**Short task**.
Copy out every entry below in full, requests included, scaling each x and y coordinate in the answers by 2.4 and rounding to whole numbers, with halves rounded up. Leave the numbers in the requests and their sample lines unchanged.

(Point labeling entries)

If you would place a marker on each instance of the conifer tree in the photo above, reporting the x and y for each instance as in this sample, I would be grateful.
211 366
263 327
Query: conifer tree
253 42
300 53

**Problem solution**.
If you would place a marker on each instance of the conifer tree in the photo above, reporting the x and y for each instance as in this sample, I would be grateful.
211 366
263 327
Query: conifer tree
607 101
720 127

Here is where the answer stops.